🎆🎊 Celebrating World Emoji Day 🎈🎇

A tribute to the symbols that eased our communication ❤️

Emojis have been up and grinding since the late 1990s. They’ve continued to be part of our digital communication 📱💻🖥️ for over 20 years now . Though these lively little icons have been the world’s way of expression for just about a decade, they’ve influenced us in so many ways, offline too.

Emojis have not only simplified our language online, which would’ve otherwise needed awkward verbatim 🤢, but their influence has also rubbed off on our real lives. We now have emoji merchandise, emoji goodies, emoji furniture, emoji clothing, and so much more 🤩.

As a gesture of our love, gratitude, and appreciation towards emojis and their journey with us, here’s to the rising emoji era 🥂 and its incredible way of making our lives and our communication so much smoother 🧈.

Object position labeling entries
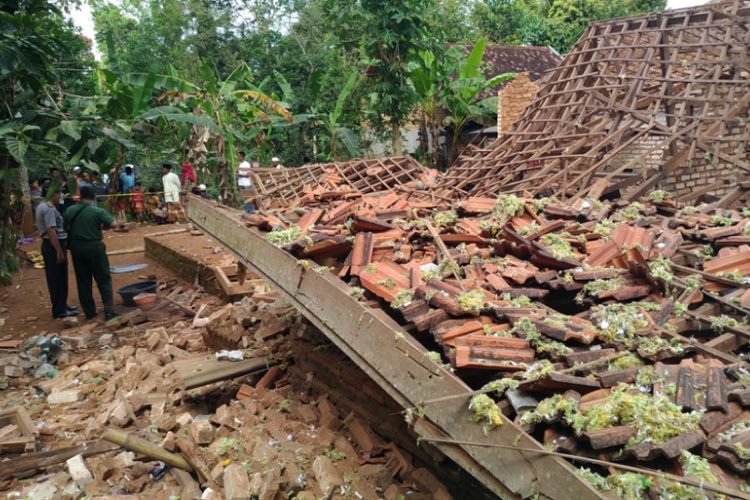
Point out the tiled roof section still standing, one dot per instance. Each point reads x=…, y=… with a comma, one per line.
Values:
x=654, y=101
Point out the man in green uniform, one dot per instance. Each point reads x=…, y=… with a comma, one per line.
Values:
x=84, y=223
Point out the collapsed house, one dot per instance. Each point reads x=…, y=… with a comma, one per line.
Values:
x=560, y=288
x=655, y=101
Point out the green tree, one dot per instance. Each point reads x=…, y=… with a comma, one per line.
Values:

- **Short task A**
Write out the World Emoji Day text from "Emojis have been" up to and including "much smoother 🧈.".
- **Short task B**
Repeat the object position labeling entries word for word, omitting the pictures.
The World Emoji Day text and the entries were taken from unrelated sources.

- **Full response A**
Emojis have been up and grinding since the late 1990s. They’ve continued to be part of our digital communication 📱💻🖥️ for over 20 years now . Though these lively little icons have been the world’s way of expression for just about a decade, they’ve influenced us in so many ways, offline too.

Emojis have not only simplified our language online, which would’ve otherwise needed awkward verbatim 🤢, but their influence has also rubbed off on our real lives. We now have emoji merchandise, emoji goodies, emoji furniture, emoji clothing, and so much more 🤩.

As a gesture of our love, gratitude, and appreciation towards emojis and their journey with us, here’s to the rising emoji era 🥂 and its incredible way of making our lives and our communication so much smoother 🧈.

- **Full response B**
Point out the tiled roof section still standing, one dot per instance. Each point reads x=…, y=… with a comma, one per line.
Values:
x=654, y=101
Point out the man in green uniform, one dot per instance. Each point reads x=…, y=… with a comma, one per line.
Values:
x=84, y=223
Point out the collapsed house, one dot per instance. Each point reads x=…, y=… with a comma, one per line.
Values:
x=560, y=288
x=655, y=101
Point out the green tree, one dot per instance. Each point reads x=…, y=… with a comma, one per line.
Values:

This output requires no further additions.